# WRITTEN INSTRUCTION:
Lay out every line of the material below as a Markdown table with the columns Row and Entry, giving each row a number and skipping blank lines. Leave the pictures out of the table.

-- start LISTED ENTRIES --

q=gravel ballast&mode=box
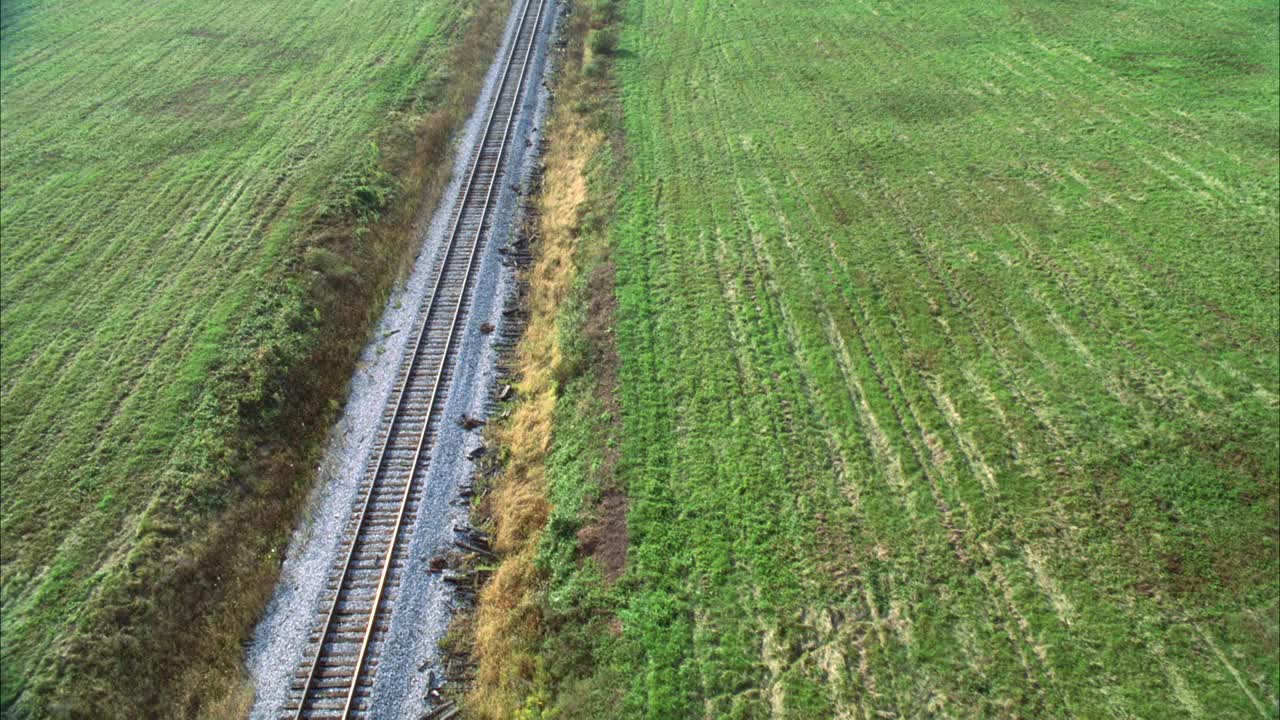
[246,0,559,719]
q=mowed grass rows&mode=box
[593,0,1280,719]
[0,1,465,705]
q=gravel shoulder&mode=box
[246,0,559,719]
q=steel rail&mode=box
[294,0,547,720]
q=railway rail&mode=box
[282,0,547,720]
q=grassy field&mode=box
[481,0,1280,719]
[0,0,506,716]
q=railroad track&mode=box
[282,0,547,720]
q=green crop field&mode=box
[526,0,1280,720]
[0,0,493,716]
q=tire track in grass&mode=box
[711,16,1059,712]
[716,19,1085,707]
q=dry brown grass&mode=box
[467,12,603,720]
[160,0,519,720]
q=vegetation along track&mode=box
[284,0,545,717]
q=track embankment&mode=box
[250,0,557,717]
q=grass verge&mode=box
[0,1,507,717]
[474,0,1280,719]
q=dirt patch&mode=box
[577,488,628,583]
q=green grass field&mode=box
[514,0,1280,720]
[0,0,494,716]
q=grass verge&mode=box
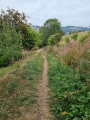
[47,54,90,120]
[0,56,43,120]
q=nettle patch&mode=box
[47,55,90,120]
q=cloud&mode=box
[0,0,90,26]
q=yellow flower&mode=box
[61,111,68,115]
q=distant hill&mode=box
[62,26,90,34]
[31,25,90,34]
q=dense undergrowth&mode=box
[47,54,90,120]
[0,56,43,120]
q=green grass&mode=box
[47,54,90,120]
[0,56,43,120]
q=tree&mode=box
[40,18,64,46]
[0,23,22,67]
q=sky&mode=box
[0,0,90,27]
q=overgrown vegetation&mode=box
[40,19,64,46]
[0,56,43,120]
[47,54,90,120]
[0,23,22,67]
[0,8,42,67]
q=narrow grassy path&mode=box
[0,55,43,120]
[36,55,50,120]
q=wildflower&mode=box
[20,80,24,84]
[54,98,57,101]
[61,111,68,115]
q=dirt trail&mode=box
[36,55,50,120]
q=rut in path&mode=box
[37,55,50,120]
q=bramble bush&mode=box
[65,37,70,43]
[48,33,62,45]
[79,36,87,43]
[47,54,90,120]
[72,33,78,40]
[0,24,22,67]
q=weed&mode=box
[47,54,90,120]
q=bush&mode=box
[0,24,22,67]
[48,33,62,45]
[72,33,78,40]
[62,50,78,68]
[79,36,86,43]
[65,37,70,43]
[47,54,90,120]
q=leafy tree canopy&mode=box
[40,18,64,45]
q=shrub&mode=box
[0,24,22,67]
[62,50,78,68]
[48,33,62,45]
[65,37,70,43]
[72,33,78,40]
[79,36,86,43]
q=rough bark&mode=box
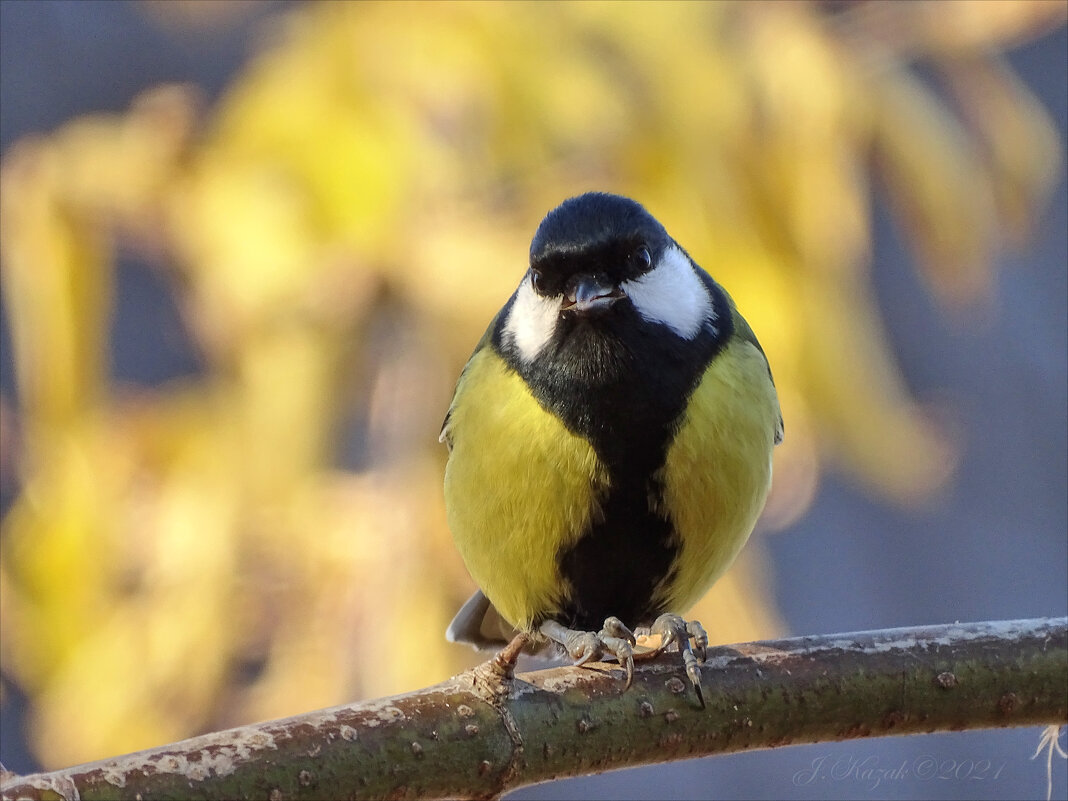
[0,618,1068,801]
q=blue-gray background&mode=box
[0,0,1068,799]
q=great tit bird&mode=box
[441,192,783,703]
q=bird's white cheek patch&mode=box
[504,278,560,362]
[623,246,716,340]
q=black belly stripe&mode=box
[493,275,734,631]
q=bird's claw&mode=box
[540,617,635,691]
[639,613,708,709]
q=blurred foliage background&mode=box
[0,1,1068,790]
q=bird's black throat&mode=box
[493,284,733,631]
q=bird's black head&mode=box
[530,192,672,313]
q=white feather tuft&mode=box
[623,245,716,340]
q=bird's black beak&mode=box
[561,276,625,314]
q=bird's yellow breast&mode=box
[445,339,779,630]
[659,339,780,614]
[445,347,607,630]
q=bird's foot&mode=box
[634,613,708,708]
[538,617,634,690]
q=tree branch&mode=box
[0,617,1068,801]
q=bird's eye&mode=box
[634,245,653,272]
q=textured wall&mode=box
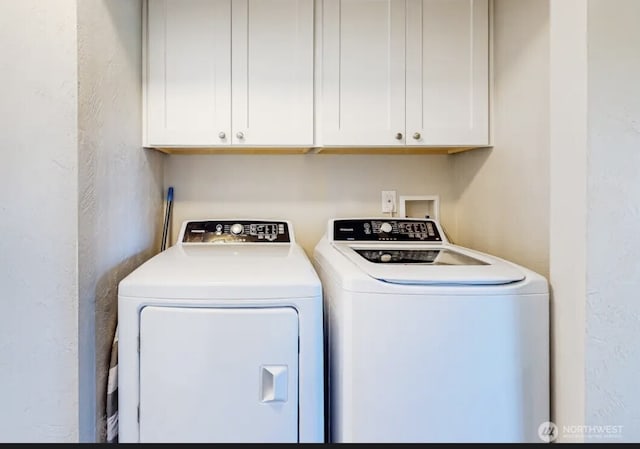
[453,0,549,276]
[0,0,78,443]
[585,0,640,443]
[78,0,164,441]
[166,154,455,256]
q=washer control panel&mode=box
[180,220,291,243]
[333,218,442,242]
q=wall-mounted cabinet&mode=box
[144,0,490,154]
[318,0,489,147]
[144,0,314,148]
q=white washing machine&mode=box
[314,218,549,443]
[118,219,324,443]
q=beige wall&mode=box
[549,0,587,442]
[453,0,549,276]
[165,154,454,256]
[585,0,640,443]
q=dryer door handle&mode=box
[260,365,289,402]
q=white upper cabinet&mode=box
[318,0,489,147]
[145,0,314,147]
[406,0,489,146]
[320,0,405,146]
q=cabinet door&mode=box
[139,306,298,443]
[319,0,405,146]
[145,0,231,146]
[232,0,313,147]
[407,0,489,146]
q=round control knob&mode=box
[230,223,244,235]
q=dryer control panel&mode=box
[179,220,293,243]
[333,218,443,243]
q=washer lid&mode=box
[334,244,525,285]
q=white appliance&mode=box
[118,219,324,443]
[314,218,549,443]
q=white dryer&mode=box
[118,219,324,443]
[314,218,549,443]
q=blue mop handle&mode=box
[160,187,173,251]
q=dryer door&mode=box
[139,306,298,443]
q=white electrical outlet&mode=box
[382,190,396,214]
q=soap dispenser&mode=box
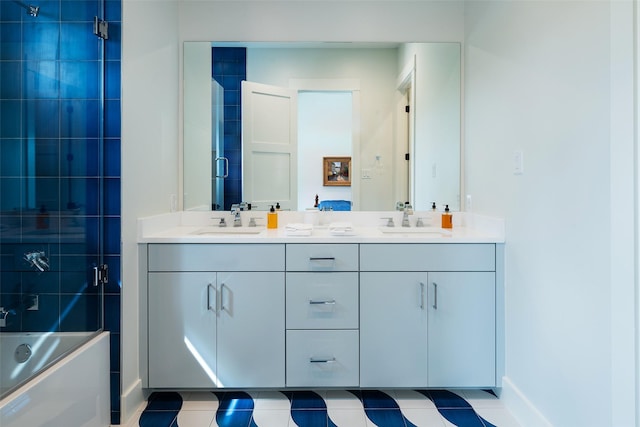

-- end LISTED ENTRIES --

# EXERCISE OUTPUT:
| Row | Entry |
|---|---|
| 1 | q=gravel ballast&mode=box |
| 2 | [246,0,559,719] |
| 3 | q=mowed grass rows&mode=box |
| 4 | [593,0,1280,719] |
| 5 | [0,1,465,705] |
| 6 | q=gravel shoulder&mode=box |
| 7 | [246,0,559,719] |
| 8 | q=steel rail&mode=box |
| 9 | [294,0,547,720] |
| 10 | q=railway rail&mode=box |
| 11 | [282,0,547,720] |
| 12 | q=grassy field&mode=box |
| 13 | [481,0,1280,719] |
| 14 | [0,0,506,716] |
| 15 | q=railroad track&mode=box |
| 16 | [282,0,547,720] |
| 17 | q=green crop field&mode=box |
| 18 | [526,0,1280,720] |
| 19 | [0,0,493,716] |
| 20 | q=tire track in grass&mode=box |
| 21 | [711,16,1059,712] |
| 22 | [716,19,1085,707] |
| 23 | q=dry brown grass&mode=box |
| 24 | [467,12,603,720] |
| 25 | [160,0,519,720] |
| 26 | q=vegetation along track&mode=box |
| 27 | [284,0,545,717] |
| 28 | q=track embankment&mode=box |
| 29 | [250,0,557,717] |
| 30 | q=grass verge&mode=box |
| 31 | [0,1,507,717] |
| 32 | [474,0,1280,719] |
| 33 | q=dirt patch&mode=box |
| 34 | [577,488,628,583] |
| 35 | q=green grass field&mode=box |
| 36 | [514,0,1280,720] |
| 37 | [0,0,494,716] |
| 38 | q=grass verge&mode=box |
| 39 | [47,54,90,120] |
| 40 | [0,56,43,120] |
| 41 | q=nettle patch&mode=box |
| 42 | [47,55,90,120] |
| 43 | q=cloud&mode=box |
| 44 | [0,0,90,26] |
| 45 | q=yellow flower&mode=box |
| 46 | [61,111,68,115] |
| 47 | q=distant hill&mode=box |
| 48 | [62,26,90,34] |
| 49 | [31,25,90,34] |
| 50 | q=dense undergrowth&mode=box |
| 51 | [47,54,90,120] |
| 52 | [0,56,43,120] |
| 53 | q=green grass&mode=box |
| 54 | [47,54,90,120] |
| 55 | [0,56,43,120] |
| 56 | q=tree&mode=box |
| 57 | [40,18,64,46] |
| 58 | [0,23,22,67] |
| 59 | q=sky&mode=box |
| 60 | [0,0,90,27] |
| 61 | q=overgrown vegetation&mode=box |
| 62 | [40,19,64,46] |
| 63 | [0,56,43,120] |
| 64 | [47,54,90,120] |
| 65 | [0,23,22,67] |
| 66 | [0,8,42,67] |
| 67 | q=narrow grassy path&mode=box |
| 68 | [0,55,43,120] |
| 69 | [36,55,50,120] |
| 70 | q=wildflower&mode=box |
| 71 | [20,80,24,84] |
| 72 | [54,98,57,101] |
| 73 | [61,111,68,115] |
| 74 | q=dirt trail&mode=box |
| 75 | [36,55,50,120] |
| 76 | q=rut in path&mode=box |
| 77 | [37,55,50,120] |
| 78 | q=bramble bush&mode=box |
| 79 | [65,37,70,43] |
| 80 | [48,33,62,45] |
| 81 | [79,36,87,43] |
| 82 | [47,54,90,120] |
| 83 | [72,33,78,40] |
| 84 | [0,24,22,67] |
| 85 | q=weed&mode=box |
| 86 | [47,54,90,120] |
| 87 | q=bush&mode=box |
| 88 | [0,24,22,67] |
| 89 | [48,33,62,45] |
| 90 | [72,33,78,40] |
| 91 | [62,50,78,68] |
| 92 | [79,36,86,43] |
| 93 | [65,37,70,43] |
| 94 | [47,54,90,120] |
| 95 | q=leafy tree canopy&mode=box |
| 96 | [40,18,64,45] |
| 97 | q=shrub&mode=box |
| 98 | [0,24,22,67] |
| 99 | [62,50,78,68] |
| 100 | [48,33,62,45] |
| 101 | [65,37,70,43] |
| 102 | [72,33,78,40] |
| 103 | [79,36,86,43] |
| 104 | q=rough bark&mode=box |
| 105 | [0,618,1068,801] |
| 106 | q=blue-gray background&mode=box |
| 107 | [0,0,1068,799] |
| 108 | q=great tit bird&mode=box |
| 109 | [441,192,783,703] |
| 110 | q=bird's white cheek patch&mode=box |
| 111 | [504,278,560,362] |
| 112 | [623,246,716,340] |
| 113 | q=black belly stripe&mode=box |
| 114 | [493,275,734,631] |
| 115 | q=bird's claw&mode=box |
| 116 | [540,617,635,691] |
| 117 | [639,613,708,709] |
| 118 | q=blurred foliage background&mode=box |
| 119 | [0,1,1068,790] |
| 120 | q=bird's black throat&mode=box |
| 121 | [493,284,733,631] |
| 122 | q=bird's black head&mode=box |
| 123 | [530,192,672,313] |
| 124 | q=white feather tuft&mode=box |
| 125 | [623,245,716,340] |
| 126 | q=bird's black beak&mode=box |
| 127 | [561,276,625,314] |
| 128 | q=bird's yellow breast&mode=box |
| 129 | [445,339,779,630] |
| 130 | [659,339,780,614] |
| 131 | [445,347,607,630] |
| 132 | q=bird's foot&mode=box |
| 133 | [634,613,708,708] |
| 134 | [538,617,634,690] |
| 135 | q=tree branch&mode=box |
| 136 | [0,617,1068,801] |
| 137 | q=bird's eye&mode=box |
| 138 | [634,245,653,272] |
| 139 | q=textured wall&mode=box |
| 140 | [453,0,549,276] |
| 141 | [0,0,78,443] |
| 142 | [585,0,640,443] |
| 143 | [78,0,164,441] |
| 144 | [166,154,455,256] |
| 145 | q=washer control panel&mode=box |
| 146 | [180,220,291,243] |
| 147 | [333,218,442,242] |
| 148 | q=wall-mounted cabinet&mode=box |
| 149 | [144,0,490,154] |
| 150 | [318,0,489,147] |
| 151 | [144,0,314,148] |
| 152 | q=white washing machine&mode=box |
| 153 | [314,218,549,443] |
| 154 | [118,219,324,443] |
| 155 | q=beige wall&mode=box |
| 156 | [549,0,587,442] |
| 157 | [453,0,549,276] |
| 158 | [165,154,454,256] |
| 159 | [585,0,640,443] |
| 160 | q=dryer door handle&mode=box |
| 161 | [260,365,289,402] |
| 162 | q=white upper cabinet&mode=box |
| 163 | [318,0,489,147] |
| 164 | [145,0,314,147] |
| 165 | [406,0,489,146] |
| 166 | [320,0,405,146] |
| 167 | q=cabinet door&mode=box |
| 168 | [139,306,298,443] |
| 169 | [319,0,405,146] |
| 170 | [145,0,231,146] |
| 171 | [232,0,313,147] |
| 172 | [407,0,489,146] |
| 173 | q=round control knob&mode=box |
| 174 | [230,223,244,235] |
| 175 | q=dryer control panel&mode=box |
| 176 | [179,220,293,243] |
| 177 | [333,218,443,243] |
| 178 | q=washer lid&mode=box |
| 179 | [334,244,525,285] |
| 180 | q=white appliance&mode=box |
| 181 | [118,219,324,443] |
| 182 | [314,218,549,443] |
| 183 | q=white dryer&mode=box |
| 184 | [118,219,324,443] |
| 185 | [314,218,549,443] |
| 186 | q=blue mop handle&mode=box |
| 187 | [160,187,173,251] |
| 188 | q=dryer door&mode=box |
| 189 | [139,306,298,443] |
| 190 | q=white electrical outlet&mode=box |
| 191 | [382,190,396,214] |
| 192 | q=soap dispenser&mode=box |